-------- Page extract
Marquess of Milford Haven is a title in the Peerage of the United Kingdom.

History
The marquessate of Milford Haven was created in 1917 for Prince Louis of Battenberg, the former First Sea Lord, and a relation by marriage to the British Royal family, who amidst the anti-German sentiments of the First World War abandoned the use of his German surname and titles and adopted the surname Mountbatten, an Anglicized version of the surname Battenberg. He was at the same time made Earl of Medina and Viscount Alderney, also in the Peerage of the United Kingdom.  The title honors the Welsh seaport and shipyard town of Milford Haven.

, the titles are held by his great-grandson, the fourth Marquess, who succeeded his father in 1970.
----------------
- [Task details]:
Reproduce the passage on the Marquess of Milford Haven in full, word for word. Draw solely on the passage above.
-------- The data
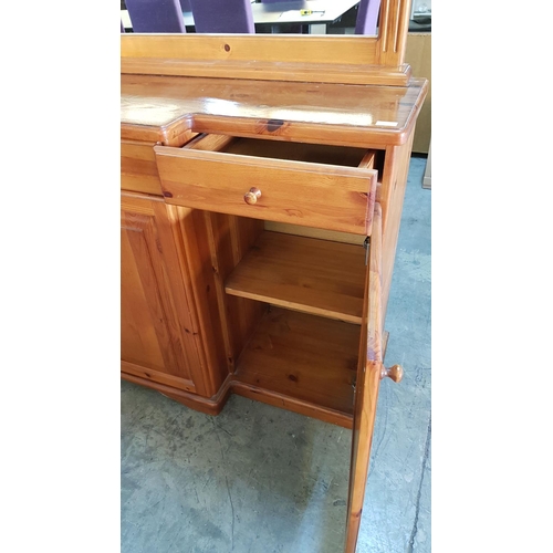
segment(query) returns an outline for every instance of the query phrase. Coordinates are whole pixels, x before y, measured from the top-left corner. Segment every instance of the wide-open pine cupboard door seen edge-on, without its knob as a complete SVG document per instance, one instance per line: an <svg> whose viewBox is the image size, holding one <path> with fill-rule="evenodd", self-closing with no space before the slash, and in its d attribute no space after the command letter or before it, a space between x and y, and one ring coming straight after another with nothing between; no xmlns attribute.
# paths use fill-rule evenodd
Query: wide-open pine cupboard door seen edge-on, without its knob
<svg viewBox="0 0 553 553"><path fill-rule="evenodd" d="M368 270L365 281L365 294L367 296L365 298L363 310L359 361L355 385L345 553L354 553L357 545L371 444L373 441L376 401L384 371L383 313L380 302L382 209L379 204L375 204L369 248Z"/></svg>

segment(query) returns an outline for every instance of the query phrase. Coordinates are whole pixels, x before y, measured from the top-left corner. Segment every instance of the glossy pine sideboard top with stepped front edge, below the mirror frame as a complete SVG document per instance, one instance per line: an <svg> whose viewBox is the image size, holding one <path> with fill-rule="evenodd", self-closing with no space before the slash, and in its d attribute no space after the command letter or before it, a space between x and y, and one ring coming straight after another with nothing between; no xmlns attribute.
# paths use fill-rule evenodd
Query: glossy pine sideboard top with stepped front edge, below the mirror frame
<svg viewBox="0 0 553 553"><path fill-rule="evenodd" d="M191 133L400 145L428 82L408 86L122 74L122 138L179 146Z"/></svg>

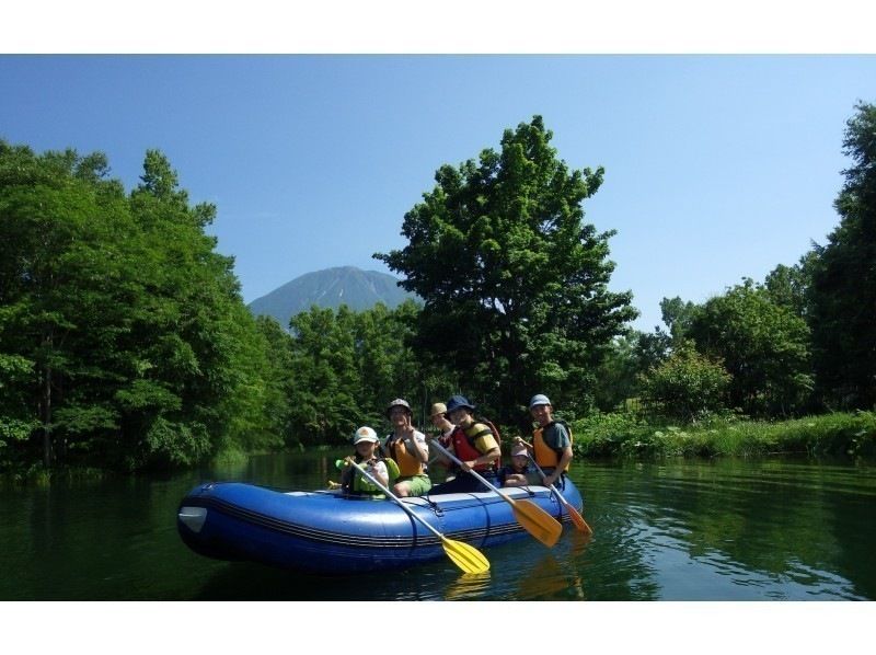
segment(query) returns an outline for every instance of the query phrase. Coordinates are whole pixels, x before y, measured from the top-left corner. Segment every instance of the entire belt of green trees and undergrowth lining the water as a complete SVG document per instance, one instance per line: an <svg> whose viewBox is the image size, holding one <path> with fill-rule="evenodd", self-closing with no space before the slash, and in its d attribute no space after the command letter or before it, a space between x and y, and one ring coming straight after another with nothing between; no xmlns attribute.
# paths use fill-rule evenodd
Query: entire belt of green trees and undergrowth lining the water
<svg viewBox="0 0 876 655"><path fill-rule="evenodd" d="M385 429L393 398L422 426L458 392L520 430L548 393L586 455L753 451L740 417L873 410L876 107L849 120L828 243L762 284L665 298L653 333L626 328L631 295L608 289L613 232L584 222L602 170L569 170L551 138L537 116L438 170L407 245L374 255L425 306L313 307L289 325L251 315L205 231L216 208L191 204L160 152L128 193L100 153L0 141L0 471L339 445ZM776 447L869 453L872 414L846 416L807 418L815 436L793 423L803 436Z"/></svg>

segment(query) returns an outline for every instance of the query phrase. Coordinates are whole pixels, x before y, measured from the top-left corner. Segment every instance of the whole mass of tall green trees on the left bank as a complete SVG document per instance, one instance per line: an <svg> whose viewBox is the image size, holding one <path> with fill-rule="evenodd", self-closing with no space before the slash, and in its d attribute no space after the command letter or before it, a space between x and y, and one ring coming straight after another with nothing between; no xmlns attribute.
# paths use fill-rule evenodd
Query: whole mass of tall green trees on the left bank
<svg viewBox="0 0 876 655"><path fill-rule="evenodd" d="M232 261L157 151L129 195L101 154L0 143L0 461L124 468L263 447L264 340Z"/></svg>

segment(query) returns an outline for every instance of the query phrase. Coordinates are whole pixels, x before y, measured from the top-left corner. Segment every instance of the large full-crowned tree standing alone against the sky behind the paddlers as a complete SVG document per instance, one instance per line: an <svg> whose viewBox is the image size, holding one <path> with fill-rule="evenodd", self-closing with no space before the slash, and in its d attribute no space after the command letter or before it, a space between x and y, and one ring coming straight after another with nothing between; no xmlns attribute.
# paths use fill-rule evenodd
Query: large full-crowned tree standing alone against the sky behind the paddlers
<svg viewBox="0 0 876 655"><path fill-rule="evenodd" d="M541 117L506 130L502 150L441 166L405 214L408 244L376 258L425 301L418 349L450 360L461 384L502 421L526 420L529 394L587 411L595 369L624 323L631 294L608 283L613 232L585 225L602 169L570 171Z"/></svg>

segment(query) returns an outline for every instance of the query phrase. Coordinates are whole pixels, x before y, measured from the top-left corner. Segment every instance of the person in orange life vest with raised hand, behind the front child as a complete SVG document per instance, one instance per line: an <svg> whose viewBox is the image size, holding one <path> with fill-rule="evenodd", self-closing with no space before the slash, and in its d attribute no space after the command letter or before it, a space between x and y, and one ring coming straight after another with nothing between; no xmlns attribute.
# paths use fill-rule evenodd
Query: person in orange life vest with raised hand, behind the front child
<svg viewBox="0 0 876 655"><path fill-rule="evenodd" d="M401 398L387 407L392 434L383 441L382 452L399 464L399 479L392 487L396 496L422 496L431 489L431 480L425 471L429 447L426 435L414 429L413 416L411 405Z"/></svg>

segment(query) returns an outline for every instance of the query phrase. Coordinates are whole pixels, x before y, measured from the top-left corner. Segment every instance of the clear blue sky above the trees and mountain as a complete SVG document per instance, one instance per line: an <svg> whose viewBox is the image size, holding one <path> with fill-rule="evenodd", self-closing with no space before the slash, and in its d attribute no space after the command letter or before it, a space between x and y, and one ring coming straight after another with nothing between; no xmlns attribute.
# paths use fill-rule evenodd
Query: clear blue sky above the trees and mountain
<svg viewBox="0 0 876 655"><path fill-rule="evenodd" d="M573 168L604 166L585 220L616 230L611 287L660 323L792 265L839 218L841 152L876 57L829 55L0 55L0 137L101 150L130 188L158 148L250 302L310 271L387 271L445 163L534 114Z"/></svg>

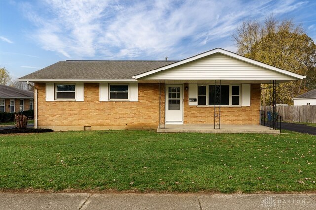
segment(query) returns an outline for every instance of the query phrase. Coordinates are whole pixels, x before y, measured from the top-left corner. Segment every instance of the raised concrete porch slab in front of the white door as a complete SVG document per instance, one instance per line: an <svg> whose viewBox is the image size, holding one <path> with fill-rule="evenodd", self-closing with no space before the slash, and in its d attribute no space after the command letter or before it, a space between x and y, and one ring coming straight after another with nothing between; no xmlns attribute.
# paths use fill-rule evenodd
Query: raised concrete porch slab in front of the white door
<svg viewBox="0 0 316 210"><path fill-rule="evenodd" d="M248 134L280 134L279 130L269 129L262 125L221 125L221 129L214 129L214 124L167 124L161 125L157 133L248 133Z"/></svg>

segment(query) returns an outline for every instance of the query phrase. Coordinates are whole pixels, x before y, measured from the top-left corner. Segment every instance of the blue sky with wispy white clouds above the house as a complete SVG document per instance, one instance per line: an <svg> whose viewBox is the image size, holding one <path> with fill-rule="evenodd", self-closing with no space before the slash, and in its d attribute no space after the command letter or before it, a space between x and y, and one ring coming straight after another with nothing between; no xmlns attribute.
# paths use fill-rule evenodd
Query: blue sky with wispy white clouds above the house
<svg viewBox="0 0 316 210"><path fill-rule="evenodd" d="M316 1L0 1L0 66L13 78L60 60L180 60L221 47L243 20L292 18L316 40Z"/></svg>

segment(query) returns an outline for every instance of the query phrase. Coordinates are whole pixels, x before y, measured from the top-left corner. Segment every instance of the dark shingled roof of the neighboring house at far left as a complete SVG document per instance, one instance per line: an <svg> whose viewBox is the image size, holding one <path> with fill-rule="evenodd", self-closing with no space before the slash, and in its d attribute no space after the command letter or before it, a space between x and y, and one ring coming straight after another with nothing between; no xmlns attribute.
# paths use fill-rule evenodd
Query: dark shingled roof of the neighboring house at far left
<svg viewBox="0 0 316 210"><path fill-rule="evenodd" d="M0 98L19 98L28 99L34 98L34 92L28 90L21 90L15 87L10 87L6 85L0 85Z"/></svg>

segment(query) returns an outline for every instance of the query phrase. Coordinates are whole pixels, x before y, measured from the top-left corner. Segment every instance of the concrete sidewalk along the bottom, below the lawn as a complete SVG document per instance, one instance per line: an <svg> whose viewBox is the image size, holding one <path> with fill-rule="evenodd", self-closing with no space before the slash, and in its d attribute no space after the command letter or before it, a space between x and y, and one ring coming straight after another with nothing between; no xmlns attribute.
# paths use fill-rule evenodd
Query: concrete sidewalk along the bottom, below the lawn
<svg viewBox="0 0 316 210"><path fill-rule="evenodd" d="M0 193L0 210L315 210L316 194Z"/></svg>

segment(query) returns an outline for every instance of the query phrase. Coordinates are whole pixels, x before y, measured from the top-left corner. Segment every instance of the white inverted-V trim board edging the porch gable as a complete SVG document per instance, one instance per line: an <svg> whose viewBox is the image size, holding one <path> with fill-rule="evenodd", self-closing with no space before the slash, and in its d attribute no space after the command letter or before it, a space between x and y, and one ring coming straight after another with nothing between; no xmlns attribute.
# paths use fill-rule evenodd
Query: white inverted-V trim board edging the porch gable
<svg viewBox="0 0 316 210"><path fill-rule="evenodd" d="M303 78L304 78L304 76L302 76L302 75L299 75L299 74L296 74L296 73L293 73L293 72L290 72L290 71L287 71L287 70L282 70L282 69L273 67L273 66L271 66L271 65L264 64L264 63L259 62L259 61L255 61L255 60L253 60L253 59L246 58L246 57L241 56L241 55L238 55L238 54L236 54L236 53L232 53L232 52L229 52L229 51L227 51L227 50L223 50L223 49L221 49L221 48L216 48L216 49L207 51L207 52L205 52L205 53L198 54L198 55L196 55L196 56L193 56L193 57L184 59L184 60L182 60L182 61L179 61L179 62L170 64L170 65L167 65L167 66L158 68L158 69L156 69L156 70L151 70L151 71L148 71L148 72L145 72L145 73L141 73L141 74L135 75L135 76L133 76L133 78L134 78L134 79L139 79L139 78L142 78L142 77L145 77L145 76L148 76L148 75L157 73L157 72L162 71L162 70L170 69L170 68L173 68L173 67L176 67L176 66L179 66L179 65L188 63L188 62L190 62L190 61L194 61L194 60L203 58L203 57L205 57L205 56L212 55L212 54L214 54L214 53L221 53L221 54L223 54L223 55L227 55L227 56L236 58L236 59L238 59L238 60L245 61L245 62L247 62L247 63L253 64L253 65L256 65L256 66L259 66L259 67L263 67L263 68L265 68L265 69L274 70L274 71L276 71L276 72L285 74L285 75L287 75L287 76L291 76L291 77L293 77L293 78L295 78L295 79L303 79Z"/></svg>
----------------
- [Response for this exercise]:
Marquess of Milford Haven is a title in the Peerage of the United Kingdom.

History
The marquessate of Milford Haven was created in 1917 for Prince Louis of Battenberg, the former First Sea Lord, and a relation by marriage to the British Royal family, who amidst the anti-German sentiments of the First World War abandoned the use of his German surname and titles and adopted the surname Mountbatten, an Anglicized version of the surname Battenberg. He was at the same time made Earl of Medina and Viscount Alderney, also in the Peerage of the United Kingdom.  The title honors the Welsh seaport and shipyard town of Milford Haven.

, the titles are held by his great-grandson, the fourth Marquess, who succeeded his father in 1970.